***** RECORDS FOR THIS EXERCISE *****

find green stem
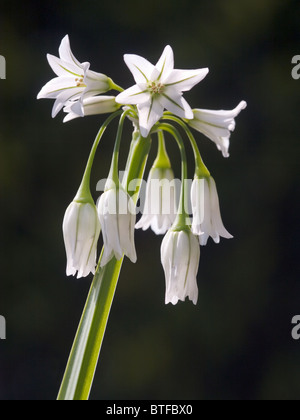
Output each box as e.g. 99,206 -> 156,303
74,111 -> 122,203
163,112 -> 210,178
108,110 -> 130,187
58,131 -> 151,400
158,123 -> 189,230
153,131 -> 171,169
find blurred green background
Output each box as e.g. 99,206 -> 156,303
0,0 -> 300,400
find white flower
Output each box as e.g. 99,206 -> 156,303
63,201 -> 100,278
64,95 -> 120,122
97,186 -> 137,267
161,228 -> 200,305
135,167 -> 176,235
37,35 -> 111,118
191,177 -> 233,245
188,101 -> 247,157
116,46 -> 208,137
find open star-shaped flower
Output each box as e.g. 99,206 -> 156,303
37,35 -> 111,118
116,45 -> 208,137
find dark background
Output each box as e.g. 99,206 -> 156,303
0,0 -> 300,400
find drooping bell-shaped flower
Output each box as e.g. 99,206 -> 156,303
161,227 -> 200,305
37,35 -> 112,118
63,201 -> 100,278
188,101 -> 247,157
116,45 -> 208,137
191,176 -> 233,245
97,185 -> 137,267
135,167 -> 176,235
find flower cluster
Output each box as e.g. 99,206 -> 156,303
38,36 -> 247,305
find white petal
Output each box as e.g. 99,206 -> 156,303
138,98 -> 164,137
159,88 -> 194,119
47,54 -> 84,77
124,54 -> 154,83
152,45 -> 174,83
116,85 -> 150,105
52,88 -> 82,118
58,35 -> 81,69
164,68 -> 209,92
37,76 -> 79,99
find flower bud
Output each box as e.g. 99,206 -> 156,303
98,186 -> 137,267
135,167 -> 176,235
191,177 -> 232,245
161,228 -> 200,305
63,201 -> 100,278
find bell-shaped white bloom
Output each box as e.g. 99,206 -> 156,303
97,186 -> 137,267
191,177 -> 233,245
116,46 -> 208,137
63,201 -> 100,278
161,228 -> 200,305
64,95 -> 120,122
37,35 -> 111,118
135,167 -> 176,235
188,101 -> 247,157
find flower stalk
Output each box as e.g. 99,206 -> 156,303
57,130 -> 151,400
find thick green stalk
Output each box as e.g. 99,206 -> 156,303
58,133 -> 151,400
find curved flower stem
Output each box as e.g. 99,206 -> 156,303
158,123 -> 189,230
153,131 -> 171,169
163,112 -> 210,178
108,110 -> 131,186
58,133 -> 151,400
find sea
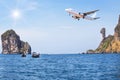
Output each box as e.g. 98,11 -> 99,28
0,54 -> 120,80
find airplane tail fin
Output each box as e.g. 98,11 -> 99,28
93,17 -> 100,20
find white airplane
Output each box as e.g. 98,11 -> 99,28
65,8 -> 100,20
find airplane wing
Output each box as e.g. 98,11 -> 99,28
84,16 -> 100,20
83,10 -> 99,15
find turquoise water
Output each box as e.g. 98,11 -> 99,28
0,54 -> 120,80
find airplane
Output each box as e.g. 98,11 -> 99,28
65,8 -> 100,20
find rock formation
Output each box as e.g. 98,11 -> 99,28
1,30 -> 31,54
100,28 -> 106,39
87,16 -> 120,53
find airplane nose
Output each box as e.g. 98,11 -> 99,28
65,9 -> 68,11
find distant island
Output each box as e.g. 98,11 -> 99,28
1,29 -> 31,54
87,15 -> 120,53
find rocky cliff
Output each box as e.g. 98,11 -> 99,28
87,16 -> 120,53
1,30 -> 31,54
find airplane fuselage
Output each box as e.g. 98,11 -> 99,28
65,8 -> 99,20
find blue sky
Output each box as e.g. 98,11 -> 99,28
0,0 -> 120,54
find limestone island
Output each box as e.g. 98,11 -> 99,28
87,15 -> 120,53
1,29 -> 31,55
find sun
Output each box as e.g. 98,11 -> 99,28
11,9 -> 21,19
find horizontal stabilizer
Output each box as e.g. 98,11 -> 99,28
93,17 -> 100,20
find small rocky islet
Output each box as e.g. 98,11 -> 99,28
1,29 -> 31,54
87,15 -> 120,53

*****
***** RECORDS FOR THIS EXERCISE *****

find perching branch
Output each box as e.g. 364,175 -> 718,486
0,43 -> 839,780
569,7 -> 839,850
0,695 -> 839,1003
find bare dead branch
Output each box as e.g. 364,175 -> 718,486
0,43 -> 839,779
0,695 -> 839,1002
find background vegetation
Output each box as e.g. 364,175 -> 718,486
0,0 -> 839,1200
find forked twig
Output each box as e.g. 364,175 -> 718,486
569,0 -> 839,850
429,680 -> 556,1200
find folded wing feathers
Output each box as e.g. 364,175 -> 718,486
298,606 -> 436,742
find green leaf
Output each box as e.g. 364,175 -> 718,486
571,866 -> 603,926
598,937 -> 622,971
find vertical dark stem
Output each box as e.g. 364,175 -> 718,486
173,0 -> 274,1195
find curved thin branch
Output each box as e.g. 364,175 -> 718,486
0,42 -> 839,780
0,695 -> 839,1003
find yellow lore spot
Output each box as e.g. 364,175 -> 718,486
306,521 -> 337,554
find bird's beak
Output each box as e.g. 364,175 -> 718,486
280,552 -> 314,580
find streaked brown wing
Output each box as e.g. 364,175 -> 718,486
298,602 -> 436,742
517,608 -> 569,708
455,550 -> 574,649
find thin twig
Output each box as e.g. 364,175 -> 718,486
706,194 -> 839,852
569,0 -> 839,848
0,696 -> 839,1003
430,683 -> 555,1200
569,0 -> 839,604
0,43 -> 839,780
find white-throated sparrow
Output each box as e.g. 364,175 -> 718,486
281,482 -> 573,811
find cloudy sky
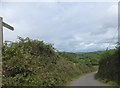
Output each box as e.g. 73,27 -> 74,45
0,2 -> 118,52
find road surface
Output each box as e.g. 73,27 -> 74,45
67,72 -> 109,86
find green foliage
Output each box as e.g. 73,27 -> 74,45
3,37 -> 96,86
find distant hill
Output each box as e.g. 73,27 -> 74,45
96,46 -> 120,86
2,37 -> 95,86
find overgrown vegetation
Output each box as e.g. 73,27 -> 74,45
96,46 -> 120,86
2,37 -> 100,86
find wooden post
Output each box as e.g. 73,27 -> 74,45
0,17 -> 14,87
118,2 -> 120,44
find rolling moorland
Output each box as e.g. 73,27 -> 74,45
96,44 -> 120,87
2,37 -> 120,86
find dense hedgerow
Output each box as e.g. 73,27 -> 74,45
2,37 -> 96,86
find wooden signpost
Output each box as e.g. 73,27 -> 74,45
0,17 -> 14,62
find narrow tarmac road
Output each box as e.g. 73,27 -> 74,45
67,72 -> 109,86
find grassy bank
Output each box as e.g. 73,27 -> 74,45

*****

Pull out every line of the records that contains the word "wooden" and list them.

■ **THE RESULT**
find wooden post
find wooden signpost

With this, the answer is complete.